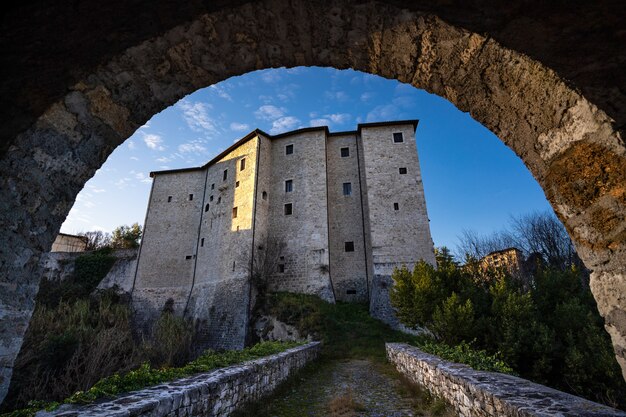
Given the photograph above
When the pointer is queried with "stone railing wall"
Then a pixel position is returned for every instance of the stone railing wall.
(218, 393)
(479, 393)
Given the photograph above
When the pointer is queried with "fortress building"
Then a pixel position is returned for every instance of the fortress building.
(316, 212)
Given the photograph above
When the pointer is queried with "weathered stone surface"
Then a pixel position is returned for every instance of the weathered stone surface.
(481, 394)
(567, 127)
(216, 394)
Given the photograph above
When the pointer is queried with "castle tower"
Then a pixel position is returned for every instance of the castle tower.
(314, 212)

_ _ _ _ _ _ _

CHALLENGE:
Report every line of the lines above that contains the word "pixel", matching case exactly.

EXERCISE RESULT:
Then a pixel position is returned for every instance of the stone railing wall.
Then a pixel position is returned for every instance of the fortress building.
Then a pixel position is returned for every instance of the weathered stone surface.
Then a pixel position is returned for every instance of the castle tower.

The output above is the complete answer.